Natural language region descriptions:
-----

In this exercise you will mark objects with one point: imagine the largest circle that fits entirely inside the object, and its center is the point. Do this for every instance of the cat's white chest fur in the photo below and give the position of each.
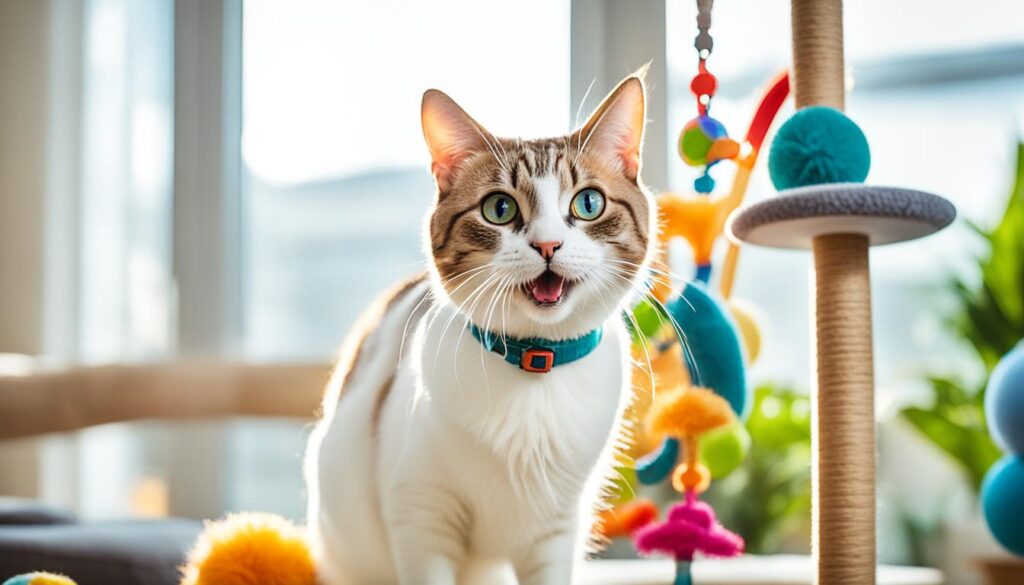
(473, 460)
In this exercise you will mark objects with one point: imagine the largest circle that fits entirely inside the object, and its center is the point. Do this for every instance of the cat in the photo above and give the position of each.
(471, 421)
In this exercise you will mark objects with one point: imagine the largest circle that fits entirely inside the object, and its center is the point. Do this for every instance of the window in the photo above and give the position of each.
(939, 105)
(337, 179)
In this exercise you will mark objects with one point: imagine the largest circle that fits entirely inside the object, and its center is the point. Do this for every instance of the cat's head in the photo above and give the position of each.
(539, 238)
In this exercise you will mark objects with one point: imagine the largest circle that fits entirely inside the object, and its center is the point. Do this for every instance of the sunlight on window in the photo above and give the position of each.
(333, 88)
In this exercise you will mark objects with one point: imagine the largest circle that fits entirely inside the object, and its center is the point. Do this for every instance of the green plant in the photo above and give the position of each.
(989, 316)
(768, 498)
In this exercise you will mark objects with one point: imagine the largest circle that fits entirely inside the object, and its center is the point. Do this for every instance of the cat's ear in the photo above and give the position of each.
(614, 130)
(452, 135)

-----

WORK ITEM: Every record above should be transcribed exactly; the pictures stay out of the copy.

RESPONSE AREA:
In this exercise you will mark objects with one point: imagine the largest circle that fits entirely inside the object, and its center is the point. Do this for every instance of the cat's white chest fur in the photo below and give the position of each.
(473, 460)
In this exercise you will mark objects with one point: imagine the largest circle that fits entirely inside the object, and its center is the point. Do this for every instance of the cat in the photo above and give the position of each.
(471, 421)
In this exercise you will mark objects with one point: imagine the largest circle that fits entirely inside the object, and its center is the point. Do this for every instance of the window in the photo above and give the position of each.
(939, 105)
(337, 179)
In this exercise you will mark objects with one point: imagine the largest circle that fits entirely inside the object, and its center is the point. Do this for every instance of the cat's head in the photo above and give the position of each.
(539, 238)
In this exercise you will mark objects with one point: imagine the largest circle that fits entirely inside the object, and its center is the point. Do this for every instance of the sunlight on window in the photo above and give the position of each.
(333, 88)
In this exercise you will mark objects with one point: imagine the largest circle that fits entirely inside the object, and its center is the point. Do this for every instance of the green plant in the photo above and give the position of each.
(989, 316)
(768, 498)
In this exercise you will mark objects with one point: imagine the largest circle that fits entirely inside the object, and its center is the point. Do this for every instance of the cat's ear in the photo above and give the position of each.
(614, 130)
(452, 135)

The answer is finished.